Natural-language object grounding data:

———

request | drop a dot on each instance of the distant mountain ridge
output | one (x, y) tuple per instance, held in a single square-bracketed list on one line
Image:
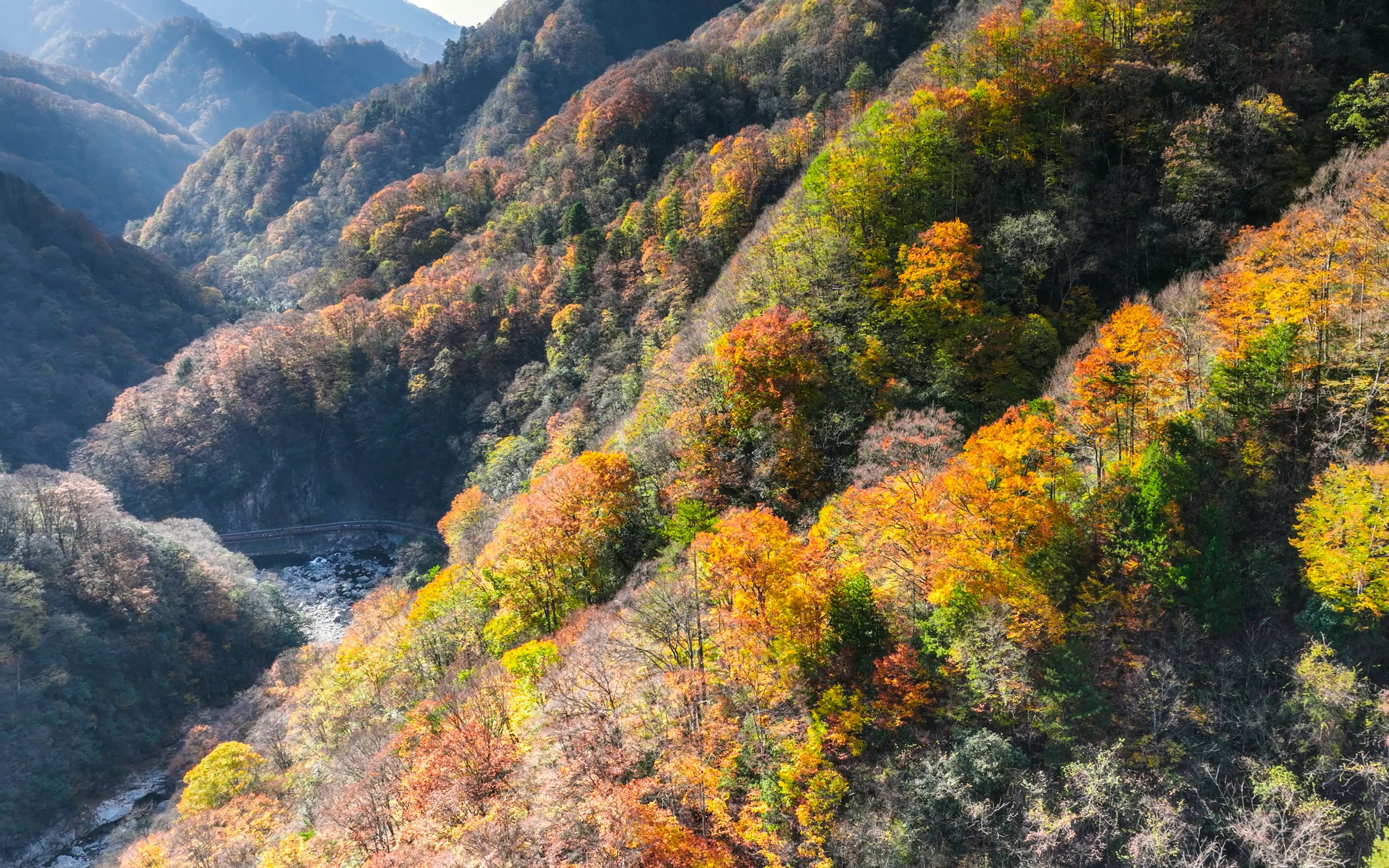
[(259, 213), (88, 145), (85, 316), (34, 27), (213, 82)]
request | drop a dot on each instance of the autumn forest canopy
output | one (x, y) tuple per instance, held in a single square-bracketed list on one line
[(865, 432)]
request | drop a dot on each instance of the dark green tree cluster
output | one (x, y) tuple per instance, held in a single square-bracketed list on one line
[(85, 316)]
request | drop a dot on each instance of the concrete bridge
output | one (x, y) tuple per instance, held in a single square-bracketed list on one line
[(324, 539)]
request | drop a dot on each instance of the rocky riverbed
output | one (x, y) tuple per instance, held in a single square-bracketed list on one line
[(323, 592)]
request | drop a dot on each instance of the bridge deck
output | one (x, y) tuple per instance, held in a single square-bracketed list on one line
[(338, 527)]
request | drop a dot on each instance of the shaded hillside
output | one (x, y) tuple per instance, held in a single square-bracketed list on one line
[(1129, 610), (88, 145), (34, 27), (212, 82), (110, 631), (620, 212), (85, 316), (258, 214)]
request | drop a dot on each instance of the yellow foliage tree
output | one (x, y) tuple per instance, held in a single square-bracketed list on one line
[(549, 553), (941, 270), (1344, 538), (224, 774), (1131, 380)]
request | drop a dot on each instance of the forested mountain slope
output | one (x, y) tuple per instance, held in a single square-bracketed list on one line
[(841, 566), (588, 259), (35, 27), (28, 25), (110, 631), (88, 145), (603, 229), (85, 316), (212, 82), (413, 31), (256, 216)]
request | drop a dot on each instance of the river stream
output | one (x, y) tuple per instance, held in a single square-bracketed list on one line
[(323, 592)]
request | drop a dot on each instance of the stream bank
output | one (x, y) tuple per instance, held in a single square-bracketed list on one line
[(323, 592)]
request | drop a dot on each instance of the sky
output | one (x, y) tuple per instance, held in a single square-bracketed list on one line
[(462, 12)]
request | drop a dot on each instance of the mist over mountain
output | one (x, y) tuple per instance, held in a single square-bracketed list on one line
[(85, 316), (212, 82), (27, 25), (260, 212), (30, 25), (87, 143), (410, 30), (866, 434)]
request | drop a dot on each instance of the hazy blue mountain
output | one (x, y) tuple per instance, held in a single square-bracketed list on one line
[(87, 143), (214, 81), (27, 25), (33, 27), (402, 25), (85, 316)]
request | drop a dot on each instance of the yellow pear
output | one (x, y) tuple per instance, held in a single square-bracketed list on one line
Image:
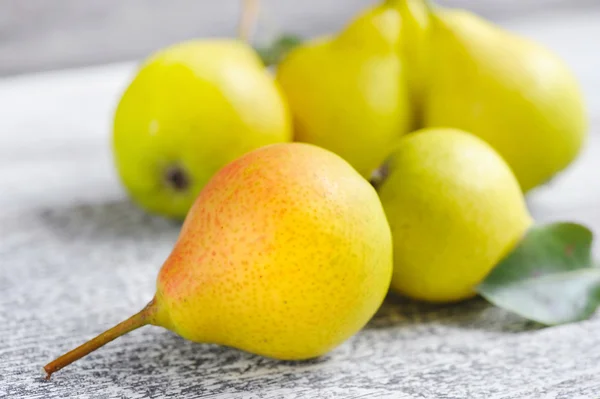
[(286, 253), (510, 91), (348, 93), (455, 210), (414, 42), (192, 108)]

———

Exercise details
Where pictures sit among the data above, omit them, and output the rest exactly.

Task output
request | drop a dot on each instance of the distant mountain ridge
output | one (x, y) tuple per instance, held in a single square-bracketed list on one line
Image:
[(259, 213), (88, 145), (85, 316), (34, 27), (213, 82)]
request | drop a dot on each instance of the autumn forest canopy
output | one (x, y) tuple per instance, held in a single square-bracketed list on one line
[(865, 432)]
request | drop a dot on each instance of the dark green tree cluster
output | one (x, y) tuple per instance, held in a single square-bracketed list on one line
[(85, 316)]
request | drop a dot on each instance of the concrete bridge
output | one (x, y) tuple per instance, held in a single square-bracketed list on one line
[(324, 539)]
request | drop a dot on each instance of the rocky riverbed
output | one (x, y) tuple per instance, held in a single square-bracketed list on one line
[(323, 592)]
request | drop a dot on each instance of the bridge deck
output | one (x, y) tuple per instance, held in a single square-bracketed list on one line
[(338, 527)]
request | drop a dot on each instance of the shaded hillside
output | one (x, y) tuple per instance, held in a single square-bracketed list on one line
[(1129, 610), (88, 145), (34, 27), (212, 82), (110, 631), (620, 212), (85, 316), (258, 214)]
request | drop a dot on each instance of the yellow foliage tree
output | one (x, y) tuple per instance, held in a single square-bracketed list on one line
[(549, 553), (941, 270), (1344, 538), (224, 774), (1131, 380)]
request | drop a dot on each instance of the forested mountain slope
output | one (x, y) tuple per instance, held in a single square-bracketed list on one line
[(841, 566), (588, 259), (35, 27), (28, 25), (110, 631), (88, 145), (603, 229), (85, 316), (212, 82), (413, 31), (256, 216)]
request | drop a dot on each instance of the river stream
output | one (x, y) tuple per instance, held in a single square-bracketed list on one line
[(323, 592)]
request | drop a dot on each instance of the stream bank
output | one (x, y) tuple per instance, held in a single square-bracketed list on one line
[(323, 592)]
request | drop a dot on each instance of the sky
output | one (x, y) tuple per instance, held in a single square-bracketed list on one line
[(462, 12)]
request | drop a dot on each instance of the mist over mountain
output | one (x, y) tuple per instance, held in a single square-bracketed list on one line
[(85, 316), (212, 82), (27, 25), (260, 212), (30, 25), (87, 143), (410, 30), (866, 434)]
request | drop a dot on each instance of the hazy blue mountain
output | one (x, y) tuple per instance, held in a single square-bracketed list on one line
[(87, 143), (214, 81), (27, 25), (33, 27), (402, 25), (85, 316)]
request | drop a dot on each instance of the yellow pear
output | one (x, y) tuple per instance, held in a single square-bracketed list on one line
Image:
[(286, 253), (510, 91), (348, 93), (455, 210), (414, 42), (192, 108)]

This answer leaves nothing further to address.